§ Raw records
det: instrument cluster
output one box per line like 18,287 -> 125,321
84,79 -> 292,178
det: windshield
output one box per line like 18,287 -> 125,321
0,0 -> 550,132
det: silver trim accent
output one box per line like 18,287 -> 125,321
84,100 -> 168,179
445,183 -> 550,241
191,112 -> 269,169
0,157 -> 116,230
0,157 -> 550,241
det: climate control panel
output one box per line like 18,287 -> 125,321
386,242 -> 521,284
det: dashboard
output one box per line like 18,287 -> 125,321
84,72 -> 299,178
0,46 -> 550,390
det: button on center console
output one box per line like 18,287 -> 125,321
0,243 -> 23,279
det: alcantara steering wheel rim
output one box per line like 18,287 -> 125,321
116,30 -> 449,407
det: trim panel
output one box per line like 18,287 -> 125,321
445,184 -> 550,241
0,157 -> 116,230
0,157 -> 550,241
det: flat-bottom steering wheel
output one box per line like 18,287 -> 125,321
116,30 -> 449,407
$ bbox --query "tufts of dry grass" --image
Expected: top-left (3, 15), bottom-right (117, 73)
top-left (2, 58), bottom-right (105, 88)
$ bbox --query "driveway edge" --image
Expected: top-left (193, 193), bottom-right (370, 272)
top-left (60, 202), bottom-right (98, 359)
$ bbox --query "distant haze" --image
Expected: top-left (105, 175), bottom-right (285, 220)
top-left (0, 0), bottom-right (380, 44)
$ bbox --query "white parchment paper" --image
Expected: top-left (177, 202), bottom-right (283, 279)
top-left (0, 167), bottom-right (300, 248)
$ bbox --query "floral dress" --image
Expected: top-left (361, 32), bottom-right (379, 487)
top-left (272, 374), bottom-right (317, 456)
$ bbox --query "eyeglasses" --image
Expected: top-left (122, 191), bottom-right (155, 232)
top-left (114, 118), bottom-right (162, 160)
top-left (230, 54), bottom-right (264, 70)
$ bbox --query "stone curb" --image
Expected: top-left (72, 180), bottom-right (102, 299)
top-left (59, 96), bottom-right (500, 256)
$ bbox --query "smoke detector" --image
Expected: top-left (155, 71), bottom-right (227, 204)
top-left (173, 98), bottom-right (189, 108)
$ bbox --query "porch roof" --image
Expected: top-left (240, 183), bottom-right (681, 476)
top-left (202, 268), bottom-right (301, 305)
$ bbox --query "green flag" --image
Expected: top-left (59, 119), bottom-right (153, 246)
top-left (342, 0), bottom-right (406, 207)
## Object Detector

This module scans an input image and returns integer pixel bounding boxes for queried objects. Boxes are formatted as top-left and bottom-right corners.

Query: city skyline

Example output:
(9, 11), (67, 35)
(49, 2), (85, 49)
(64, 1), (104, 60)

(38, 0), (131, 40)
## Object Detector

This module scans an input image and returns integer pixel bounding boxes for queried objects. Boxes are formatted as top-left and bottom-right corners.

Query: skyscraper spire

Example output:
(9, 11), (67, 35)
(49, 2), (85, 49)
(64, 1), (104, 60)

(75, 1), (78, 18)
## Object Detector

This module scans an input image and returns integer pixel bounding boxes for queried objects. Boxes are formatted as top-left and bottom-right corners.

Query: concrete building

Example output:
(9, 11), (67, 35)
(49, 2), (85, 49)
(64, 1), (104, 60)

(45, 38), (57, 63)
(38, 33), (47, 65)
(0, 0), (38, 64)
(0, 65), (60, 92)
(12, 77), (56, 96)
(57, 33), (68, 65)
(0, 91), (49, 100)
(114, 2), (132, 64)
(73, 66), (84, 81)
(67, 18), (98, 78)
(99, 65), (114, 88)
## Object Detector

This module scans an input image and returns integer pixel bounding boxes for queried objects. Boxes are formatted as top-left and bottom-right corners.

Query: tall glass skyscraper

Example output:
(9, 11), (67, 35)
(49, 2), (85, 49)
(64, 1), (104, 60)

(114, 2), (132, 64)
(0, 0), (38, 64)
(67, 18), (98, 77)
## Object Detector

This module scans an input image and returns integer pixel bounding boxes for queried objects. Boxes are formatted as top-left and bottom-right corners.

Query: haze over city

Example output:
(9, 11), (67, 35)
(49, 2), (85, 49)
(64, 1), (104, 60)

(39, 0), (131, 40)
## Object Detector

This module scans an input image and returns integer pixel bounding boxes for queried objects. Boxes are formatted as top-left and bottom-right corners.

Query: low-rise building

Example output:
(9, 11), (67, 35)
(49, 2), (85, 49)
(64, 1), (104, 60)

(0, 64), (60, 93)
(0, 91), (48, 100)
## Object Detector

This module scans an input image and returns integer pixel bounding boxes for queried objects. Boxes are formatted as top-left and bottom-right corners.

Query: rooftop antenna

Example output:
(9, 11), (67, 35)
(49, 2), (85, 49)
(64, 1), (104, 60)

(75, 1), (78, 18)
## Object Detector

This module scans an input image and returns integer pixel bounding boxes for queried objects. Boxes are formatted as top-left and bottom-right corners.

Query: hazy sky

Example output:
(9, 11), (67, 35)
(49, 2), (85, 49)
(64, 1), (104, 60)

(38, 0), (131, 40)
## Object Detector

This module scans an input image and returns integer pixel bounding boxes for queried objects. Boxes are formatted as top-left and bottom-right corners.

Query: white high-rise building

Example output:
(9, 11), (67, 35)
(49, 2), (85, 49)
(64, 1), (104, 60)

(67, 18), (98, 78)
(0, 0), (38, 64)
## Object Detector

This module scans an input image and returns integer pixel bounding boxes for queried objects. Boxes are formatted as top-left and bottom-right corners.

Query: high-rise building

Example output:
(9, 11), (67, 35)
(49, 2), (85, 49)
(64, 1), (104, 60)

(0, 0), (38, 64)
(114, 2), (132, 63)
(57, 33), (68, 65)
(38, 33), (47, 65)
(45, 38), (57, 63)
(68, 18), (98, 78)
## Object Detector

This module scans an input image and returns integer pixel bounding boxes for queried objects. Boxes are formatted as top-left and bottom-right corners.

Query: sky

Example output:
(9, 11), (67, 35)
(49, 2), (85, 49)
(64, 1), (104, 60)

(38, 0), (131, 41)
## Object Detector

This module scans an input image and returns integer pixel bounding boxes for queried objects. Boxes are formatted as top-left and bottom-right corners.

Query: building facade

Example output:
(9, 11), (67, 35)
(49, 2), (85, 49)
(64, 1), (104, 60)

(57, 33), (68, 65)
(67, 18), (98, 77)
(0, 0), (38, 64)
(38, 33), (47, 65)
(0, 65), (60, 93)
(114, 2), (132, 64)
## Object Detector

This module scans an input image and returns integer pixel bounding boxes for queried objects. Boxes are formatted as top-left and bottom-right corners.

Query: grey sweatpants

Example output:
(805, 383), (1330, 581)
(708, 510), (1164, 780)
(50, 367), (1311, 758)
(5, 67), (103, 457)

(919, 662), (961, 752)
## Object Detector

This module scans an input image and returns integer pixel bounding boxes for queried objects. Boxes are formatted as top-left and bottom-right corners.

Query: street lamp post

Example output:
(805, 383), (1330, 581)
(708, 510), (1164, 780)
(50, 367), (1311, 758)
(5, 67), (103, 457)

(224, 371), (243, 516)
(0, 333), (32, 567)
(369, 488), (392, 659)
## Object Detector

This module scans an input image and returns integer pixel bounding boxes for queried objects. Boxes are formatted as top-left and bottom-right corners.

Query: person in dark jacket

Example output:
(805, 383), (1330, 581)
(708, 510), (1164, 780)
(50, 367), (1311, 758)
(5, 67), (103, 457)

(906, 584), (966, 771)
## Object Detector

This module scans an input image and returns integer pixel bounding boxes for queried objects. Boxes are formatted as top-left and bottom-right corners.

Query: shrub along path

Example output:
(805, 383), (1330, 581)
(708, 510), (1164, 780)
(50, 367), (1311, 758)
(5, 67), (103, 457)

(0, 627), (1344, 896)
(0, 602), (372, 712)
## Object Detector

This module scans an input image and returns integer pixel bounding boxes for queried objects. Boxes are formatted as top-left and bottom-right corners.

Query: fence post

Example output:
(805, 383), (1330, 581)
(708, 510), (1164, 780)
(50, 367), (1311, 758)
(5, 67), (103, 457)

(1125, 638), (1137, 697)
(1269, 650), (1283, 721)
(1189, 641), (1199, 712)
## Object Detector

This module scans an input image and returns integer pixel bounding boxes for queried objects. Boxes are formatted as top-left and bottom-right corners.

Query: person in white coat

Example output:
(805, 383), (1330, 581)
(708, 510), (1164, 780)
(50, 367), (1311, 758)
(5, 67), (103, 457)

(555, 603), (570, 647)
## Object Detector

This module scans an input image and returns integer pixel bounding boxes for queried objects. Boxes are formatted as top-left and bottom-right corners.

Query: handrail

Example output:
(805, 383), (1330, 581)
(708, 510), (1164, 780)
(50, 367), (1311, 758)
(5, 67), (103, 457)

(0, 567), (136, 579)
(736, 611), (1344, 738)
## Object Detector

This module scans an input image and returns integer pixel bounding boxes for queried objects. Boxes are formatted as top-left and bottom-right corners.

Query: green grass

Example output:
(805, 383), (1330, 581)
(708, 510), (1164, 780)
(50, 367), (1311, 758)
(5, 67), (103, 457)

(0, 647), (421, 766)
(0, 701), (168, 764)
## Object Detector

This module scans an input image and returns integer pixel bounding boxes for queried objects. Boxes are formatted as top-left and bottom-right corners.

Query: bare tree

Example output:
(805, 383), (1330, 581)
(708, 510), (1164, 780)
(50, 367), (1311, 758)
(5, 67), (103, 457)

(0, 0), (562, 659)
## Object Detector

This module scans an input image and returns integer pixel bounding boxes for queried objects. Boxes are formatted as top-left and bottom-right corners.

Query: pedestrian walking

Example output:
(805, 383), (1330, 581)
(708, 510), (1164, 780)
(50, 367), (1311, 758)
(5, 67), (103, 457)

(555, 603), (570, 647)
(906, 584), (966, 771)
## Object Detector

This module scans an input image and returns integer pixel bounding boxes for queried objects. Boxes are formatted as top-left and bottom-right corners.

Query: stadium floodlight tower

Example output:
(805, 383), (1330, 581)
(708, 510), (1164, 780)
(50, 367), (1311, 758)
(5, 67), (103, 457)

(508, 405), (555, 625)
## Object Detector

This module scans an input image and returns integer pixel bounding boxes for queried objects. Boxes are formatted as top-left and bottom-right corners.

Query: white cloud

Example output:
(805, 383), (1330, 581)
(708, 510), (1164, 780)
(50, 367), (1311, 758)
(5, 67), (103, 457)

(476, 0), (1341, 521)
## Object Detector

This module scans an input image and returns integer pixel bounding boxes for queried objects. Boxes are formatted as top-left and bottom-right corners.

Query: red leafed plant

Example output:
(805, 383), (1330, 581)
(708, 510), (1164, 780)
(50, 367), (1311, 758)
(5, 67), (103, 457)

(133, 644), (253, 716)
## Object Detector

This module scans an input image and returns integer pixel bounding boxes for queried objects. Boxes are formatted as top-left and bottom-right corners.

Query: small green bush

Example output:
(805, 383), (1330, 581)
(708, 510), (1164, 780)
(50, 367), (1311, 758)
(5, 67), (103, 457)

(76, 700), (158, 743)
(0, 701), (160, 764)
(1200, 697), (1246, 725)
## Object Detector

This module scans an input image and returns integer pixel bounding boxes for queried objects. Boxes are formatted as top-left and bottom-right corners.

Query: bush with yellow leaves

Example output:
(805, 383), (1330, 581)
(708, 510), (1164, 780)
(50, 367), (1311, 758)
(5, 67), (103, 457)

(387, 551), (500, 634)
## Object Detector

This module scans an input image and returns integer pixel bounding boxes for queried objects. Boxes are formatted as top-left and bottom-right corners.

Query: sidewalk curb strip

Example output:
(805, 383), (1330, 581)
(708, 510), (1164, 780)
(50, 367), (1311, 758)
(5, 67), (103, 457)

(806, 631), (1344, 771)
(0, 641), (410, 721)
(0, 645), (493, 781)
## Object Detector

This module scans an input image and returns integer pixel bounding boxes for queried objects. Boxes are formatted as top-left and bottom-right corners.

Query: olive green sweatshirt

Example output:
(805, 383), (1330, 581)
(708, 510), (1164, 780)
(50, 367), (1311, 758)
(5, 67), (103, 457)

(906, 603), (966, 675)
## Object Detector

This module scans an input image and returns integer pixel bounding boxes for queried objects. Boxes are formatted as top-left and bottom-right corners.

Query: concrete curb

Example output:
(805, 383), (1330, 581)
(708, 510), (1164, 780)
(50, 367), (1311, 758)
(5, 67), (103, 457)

§ Given problem
Pull out each line in the rows above that contains the word "green", and list those lines in order.

§ Answer to the exercise
$ bbox --query "green flag" --image
Query: green grass
Query: small green bush
Query: olive green sweatshirt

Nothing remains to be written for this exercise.